- [What is required] Restate the entries word for word, leaving nothing out.

##########

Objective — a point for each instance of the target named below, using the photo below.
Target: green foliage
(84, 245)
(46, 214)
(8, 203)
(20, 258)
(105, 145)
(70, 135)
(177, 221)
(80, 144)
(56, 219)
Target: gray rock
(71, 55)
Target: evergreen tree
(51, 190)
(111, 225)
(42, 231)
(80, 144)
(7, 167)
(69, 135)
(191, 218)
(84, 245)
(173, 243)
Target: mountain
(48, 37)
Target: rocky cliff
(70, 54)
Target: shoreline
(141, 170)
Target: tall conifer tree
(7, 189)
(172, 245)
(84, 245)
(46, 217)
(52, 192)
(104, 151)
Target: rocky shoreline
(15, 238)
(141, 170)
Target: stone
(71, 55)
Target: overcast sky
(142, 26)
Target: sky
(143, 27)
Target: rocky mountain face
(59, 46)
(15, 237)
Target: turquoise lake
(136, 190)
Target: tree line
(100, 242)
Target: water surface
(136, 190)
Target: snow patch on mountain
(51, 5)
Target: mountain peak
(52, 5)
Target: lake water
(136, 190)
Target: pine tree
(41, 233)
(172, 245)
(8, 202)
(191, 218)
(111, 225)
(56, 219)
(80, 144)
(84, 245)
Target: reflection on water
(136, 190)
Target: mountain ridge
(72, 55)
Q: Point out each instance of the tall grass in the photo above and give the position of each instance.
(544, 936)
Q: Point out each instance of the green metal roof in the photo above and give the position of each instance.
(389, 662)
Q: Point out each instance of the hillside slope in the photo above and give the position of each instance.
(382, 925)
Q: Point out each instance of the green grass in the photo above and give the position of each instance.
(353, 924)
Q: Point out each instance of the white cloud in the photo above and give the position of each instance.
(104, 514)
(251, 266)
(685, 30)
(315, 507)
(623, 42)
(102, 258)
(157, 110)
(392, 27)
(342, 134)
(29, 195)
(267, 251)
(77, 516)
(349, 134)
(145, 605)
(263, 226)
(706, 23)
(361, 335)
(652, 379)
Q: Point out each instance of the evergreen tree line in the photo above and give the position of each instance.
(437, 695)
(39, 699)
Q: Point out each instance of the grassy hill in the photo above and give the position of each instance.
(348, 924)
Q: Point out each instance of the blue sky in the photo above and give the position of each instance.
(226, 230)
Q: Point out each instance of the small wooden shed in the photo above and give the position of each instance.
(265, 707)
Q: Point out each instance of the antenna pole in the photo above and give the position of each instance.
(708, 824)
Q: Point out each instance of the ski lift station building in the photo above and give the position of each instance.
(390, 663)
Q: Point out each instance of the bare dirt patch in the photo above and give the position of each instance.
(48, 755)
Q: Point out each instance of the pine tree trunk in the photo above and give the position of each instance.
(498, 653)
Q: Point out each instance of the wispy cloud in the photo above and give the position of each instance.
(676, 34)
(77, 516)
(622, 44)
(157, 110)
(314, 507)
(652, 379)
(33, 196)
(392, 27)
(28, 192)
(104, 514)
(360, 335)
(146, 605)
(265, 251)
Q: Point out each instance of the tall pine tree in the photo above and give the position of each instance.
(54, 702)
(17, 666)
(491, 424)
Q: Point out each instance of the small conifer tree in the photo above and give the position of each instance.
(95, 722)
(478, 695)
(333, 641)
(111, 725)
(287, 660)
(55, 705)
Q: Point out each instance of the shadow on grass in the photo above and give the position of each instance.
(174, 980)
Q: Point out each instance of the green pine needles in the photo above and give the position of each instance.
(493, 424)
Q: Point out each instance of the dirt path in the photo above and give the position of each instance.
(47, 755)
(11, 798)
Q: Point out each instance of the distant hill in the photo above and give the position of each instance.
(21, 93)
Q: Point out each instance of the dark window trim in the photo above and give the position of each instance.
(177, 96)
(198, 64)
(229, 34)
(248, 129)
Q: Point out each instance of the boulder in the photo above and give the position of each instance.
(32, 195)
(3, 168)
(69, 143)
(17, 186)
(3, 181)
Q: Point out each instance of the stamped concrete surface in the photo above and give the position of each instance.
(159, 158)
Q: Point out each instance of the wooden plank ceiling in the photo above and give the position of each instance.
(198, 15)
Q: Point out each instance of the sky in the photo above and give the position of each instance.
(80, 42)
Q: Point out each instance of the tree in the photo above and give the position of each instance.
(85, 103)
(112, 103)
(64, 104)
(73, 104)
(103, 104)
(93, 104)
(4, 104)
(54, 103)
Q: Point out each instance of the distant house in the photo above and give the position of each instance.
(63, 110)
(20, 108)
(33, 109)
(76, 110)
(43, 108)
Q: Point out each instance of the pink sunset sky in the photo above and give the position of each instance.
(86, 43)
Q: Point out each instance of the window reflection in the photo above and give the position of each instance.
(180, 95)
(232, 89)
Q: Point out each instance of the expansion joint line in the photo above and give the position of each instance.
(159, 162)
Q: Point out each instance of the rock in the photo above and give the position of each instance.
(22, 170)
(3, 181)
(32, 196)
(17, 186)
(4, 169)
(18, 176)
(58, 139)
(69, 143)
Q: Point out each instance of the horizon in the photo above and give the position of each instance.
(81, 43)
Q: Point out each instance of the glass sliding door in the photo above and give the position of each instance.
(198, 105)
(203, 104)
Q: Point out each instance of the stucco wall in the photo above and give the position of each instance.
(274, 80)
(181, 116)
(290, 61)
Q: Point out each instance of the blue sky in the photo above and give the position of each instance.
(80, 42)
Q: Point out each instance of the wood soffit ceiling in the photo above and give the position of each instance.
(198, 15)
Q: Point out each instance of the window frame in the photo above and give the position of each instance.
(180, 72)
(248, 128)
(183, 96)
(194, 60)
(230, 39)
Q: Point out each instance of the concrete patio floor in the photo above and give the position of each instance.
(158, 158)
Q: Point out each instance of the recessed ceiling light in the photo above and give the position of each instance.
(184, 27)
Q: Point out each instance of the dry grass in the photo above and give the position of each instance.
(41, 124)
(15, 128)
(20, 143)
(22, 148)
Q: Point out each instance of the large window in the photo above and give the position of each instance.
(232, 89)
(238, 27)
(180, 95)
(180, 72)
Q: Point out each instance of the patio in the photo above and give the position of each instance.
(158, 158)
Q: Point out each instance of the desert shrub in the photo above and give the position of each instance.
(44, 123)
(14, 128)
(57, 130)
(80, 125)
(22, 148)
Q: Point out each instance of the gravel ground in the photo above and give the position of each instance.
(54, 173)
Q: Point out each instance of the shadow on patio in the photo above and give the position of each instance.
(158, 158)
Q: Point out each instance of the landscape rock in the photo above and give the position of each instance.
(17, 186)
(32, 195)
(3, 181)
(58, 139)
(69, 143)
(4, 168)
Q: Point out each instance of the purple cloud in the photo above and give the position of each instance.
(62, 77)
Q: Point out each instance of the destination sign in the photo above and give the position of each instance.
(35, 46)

##########

- [Task result]
Objective — a point for each instance of the target named below, using the photo below.
Target: green foliage
(84, 245)
(46, 214)
(8, 203)
(20, 258)
(105, 145)
(70, 135)
(177, 221)
(80, 144)
(56, 219)
Target: gray rock
(71, 55)
Target: evergreen tree
(51, 190)
(111, 225)
(42, 231)
(80, 144)
(7, 167)
(69, 135)
(191, 218)
(84, 245)
(173, 243)
Target: mountain
(48, 37)
Target: rocky cliff
(70, 54)
Target: shoreline
(141, 170)
Target: tall conifer tree
(7, 189)
(172, 245)
(84, 245)
(46, 217)
(52, 192)
(104, 151)
Target: rocky shoreline
(15, 238)
(141, 170)
Target: stone
(71, 55)
Target: overcast sky
(142, 26)
Target: sky
(143, 27)
Target: rocky mountain face
(59, 46)
(15, 237)
Target: turquoise lake
(136, 190)
Target: tree line
(100, 242)
Target: water surface
(136, 190)
Target: snow patch on mountain
(51, 5)
Target: mountain peak
(52, 5)
Target: lake water
(136, 190)
Target: pine tree
(41, 233)
(172, 245)
(8, 202)
(191, 218)
(111, 225)
(56, 219)
(80, 144)
(84, 245)
Target: reflection on water
(136, 190)
Target: mountain ridge
(72, 55)
Q: Point out each instance of the tall grass in the photo above and give the position of each instance.
(544, 936)
Q: Point out each instance of the green metal roof in the photo above and give the position of each instance.
(389, 662)
Q: Point out each instance of the hillside slope in the photo above and give the position of each instance.
(382, 925)
Q: Point out each instance of the green grass in the photo above and give the position of each instance.
(353, 924)
Q: Point out each instance of the white cloud in the photo above and give the position of each instance.
(104, 514)
(251, 266)
(685, 30)
(315, 507)
(623, 42)
(102, 258)
(157, 110)
(392, 27)
(342, 134)
(29, 195)
(267, 251)
(77, 516)
(349, 134)
(145, 605)
(263, 226)
(706, 23)
(361, 335)
(652, 379)
Q: Point out each instance of the evergreen tree line in the photo above and give the position of each instance.
(437, 695)
(39, 699)
Q: Point out each instance of the grassy hill in the photo above and give the position of each instance.
(348, 924)
Q: Point out each instance of the blue sky in the photo above and give the position of each instance.
(226, 230)
Q: Point out each instance of the small wooden shed in the photo above and give the position of each instance.
(265, 707)
Q: Point out each instance of the antenna pole in the photo above and give the position of each instance.
(708, 824)
Q: Point out each instance of the ski lift station building in the photo above and give the position of each instance.
(390, 663)
Q: Point out each instance of the bare dirt patch in the photo above and give the position of each instance.
(48, 755)
Q: Point out each instance of the pine tree trunk in the photo above and give the position of each instance.
(498, 653)
Q: Point out each instance of the wispy cloud in the photo above and give the position of each instance.
(676, 34)
(77, 516)
(622, 44)
(157, 110)
(314, 507)
(652, 379)
(33, 196)
(392, 27)
(28, 192)
(104, 514)
(360, 335)
(146, 605)
(265, 251)
Q: Point out each instance of the tall pine tree in the photo above and give the position of each instance.
(54, 702)
(17, 666)
(491, 424)
Q: Point out each instance of the small conifer tree in the photo above and give the position of each instance.
(95, 722)
(478, 695)
(333, 641)
(111, 725)
(287, 660)
(55, 705)
Q: Point out each instance of the shadow on grass in the photo above and give the position of each instance.
(174, 980)
Q: Point out each instance of the green pine needles in the photo above and give the position of each instance.
(493, 424)
Q: Point out each instance of the dirt path in the photo above and give the position of each instance.
(47, 755)
(11, 798)
Q: Point out each instance of the distant hill in the photo above and give the position of each instance.
(21, 93)
Q: Point out each instance of the dark window trim in the photo above and give the position of each instance.
(177, 96)
(198, 64)
(229, 34)
(248, 129)
Q: Point out each instance of the boulder in the photo above and give the position of each instance.
(32, 195)
(3, 168)
(69, 143)
(17, 186)
(3, 181)
Q: Point out each instance of the stamped concrete surface in the photo above and give the position of each instance.
(159, 158)
Q: Point out each instance of the wooden plank ceiling in the photo above and give the position of each instance.
(198, 15)
Q: Point out each instance of the sky in the photo above and give the position of each instance.
(80, 42)
Q: Point out each instance of the tree in the photo above and give the position of each instance.
(85, 103)
(112, 103)
(64, 104)
(73, 104)
(103, 104)
(93, 104)
(4, 104)
(54, 103)
Q: Point out each instance of the distant house in the photo above and give the position of each instance.
(63, 110)
(20, 108)
(33, 109)
(76, 110)
(43, 108)
Q: Point out each instance of the pink sunset sky in the photo above and give the position of each instance.
(86, 43)
Q: Point out each instance of the window reflection in the photo above and give the position of each instance.
(180, 95)
(232, 89)
Q: Point out each instance of the expansion joint line in the photo above and give the position of each instance.
(159, 162)
Q: Point out each instance of the rock in the photo above and give the position of each instance.
(22, 170)
(3, 181)
(32, 196)
(17, 186)
(4, 169)
(18, 176)
(58, 139)
(69, 143)
Q: Point out each instance of the horizon in the photo above and give the position of each instance.
(81, 43)
Q: Point out each instance of the glass sliding door in the photo above and give the position of each instance.
(198, 105)
(203, 104)
Q: Point out each instance of the stucco wall in the photo above and give the position of each instance.
(274, 80)
(181, 116)
(290, 61)
Q: Point out each instance of the blue sky in the photo above and give the position of each instance.
(80, 42)
Q: Point out each instance of the wood soffit ceiling in the photo above and give the position of each instance.
(198, 15)
Q: Point out each instance of the window frame in the photo above and give the position of each instance.
(180, 72)
(248, 128)
(183, 96)
(194, 60)
(230, 39)
Q: Point out each instance of the concrete patio floor in the photo above and give the position of each instance.
(158, 158)
Q: Point out each instance of the recessed ceiling light in the photo above and give the position of each instance.
(184, 27)
Q: Point out each instance of the dry grass in the photo above and give the position of each instance.
(41, 124)
(15, 128)
(20, 143)
(22, 148)
Q: Point out each instance of the large window in the photo above and give the position of each instance.
(232, 89)
(238, 27)
(180, 95)
(180, 72)
Q: Point out each instance of the patio in the photo above and give the position of each instance.
(158, 158)
Q: Point out each instance of the desert shrub in the photo above and give the position of each instance.
(44, 123)
(14, 128)
(57, 130)
(80, 125)
(22, 148)
Q: Point out each instance of the gravel ground in the photo above and give the position of each instance.
(54, 173)
Q: Point out each instance of the shadow on patio in the photo above and give the position of each instance.
(158, 158)
Q: Point out each instance of the landscape rock in the photo above and give the position of each instance.
(17, 186)
(32, 195)
(3, 181)
(58, 139)
(69, 143)
(4, 168)
Q: Point out each instance of the purple cloud in the photo above and give the position of each instance.
(62, 77)
Q: Point out each instance of the destination sign in the photo above and give the position of each instance.
(35, 46)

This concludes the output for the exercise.